Please copy, word for word, the passage of the forum thread on Reagan and the Soviet collapse starting at "Does anyone have" and ending at "match Reagan’s buildup.".
Text passage Block Start
How did Reagan defeat the Soviets?

Now there’s a loaded question. :smiley: I know there are many people, including on this board, who believe that Ronald Reagan caused the collapse of the Soviet Union.

My question is: how? My Foreign Policy of Major Powers prof has a tremendous degree of expertise in Russian history and foreign affairs, and he calls “shenanigans” on this one. One theory about how Reagan caused the downfall of the Soviet Union is that he forced them to essentially bankrupt themselves on defense spending in order to keep up with American defense spending increases - but according to my class notes, that simply is not the case. Brezhnev was the last Soviet leader to have a really big conventional and nuclear arms buildup - but this peaked around '72 and began declining thereafter. According to my prof, there was never an attempt to match or excel American defense spending in the 1980s.

Does anyone have data that contradict this?
Or anything - hard, well-documented scholarly works - that indicate the Soviet collapse was caused by anything other than the failing centralized economy, endemic corruption, a series of old and infirm leaders, and the crisis of legitimacy sparked by perestroika, glasnost, and limited elections? Can anyone actually document a “death blow” or series of blows dealt by the US?

I don’t know, defense spending? I know it accounted for around 50% of Soviet economic output. The American arms increase of the 80’s along with continued economic stagnation caused the collapse.

The OP said that accelerated defense spending wasn’t the cause, since there was no acceleration to match Reagan’s buildup.

I’m really curious, too. If that’s true, then it really takes a lot of the lustre off Reagan, doesn’t it?
Text passage Block End
Data excerpt Block Start
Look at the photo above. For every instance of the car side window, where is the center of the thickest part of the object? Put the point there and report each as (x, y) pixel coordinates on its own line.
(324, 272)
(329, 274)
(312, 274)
Data excerpt Block End
▶ _Answer section_:
Does anyone have data that contradict this?
Or anything - hard, well-documented scholarly works - that indicate the Soviet collapse was caused by anything other than the failing centralized economy, endemic corruption, a series of old and infirm leaders, and the crisis of legitimacy sparked by perestroika, glasnost, and limited elections? Can anyone actually document a “death blow” or series of blows dealt by the US?

I don’t know, defense spending? I know it accounted for around 50% of Soviet economic output. The American arms increase of the 80’s along with continued economic stagnation caused the collapse.

The OP said that accelerated defense spending wasn’t the cause, since there was no acceleration to match Reagan’s buildup.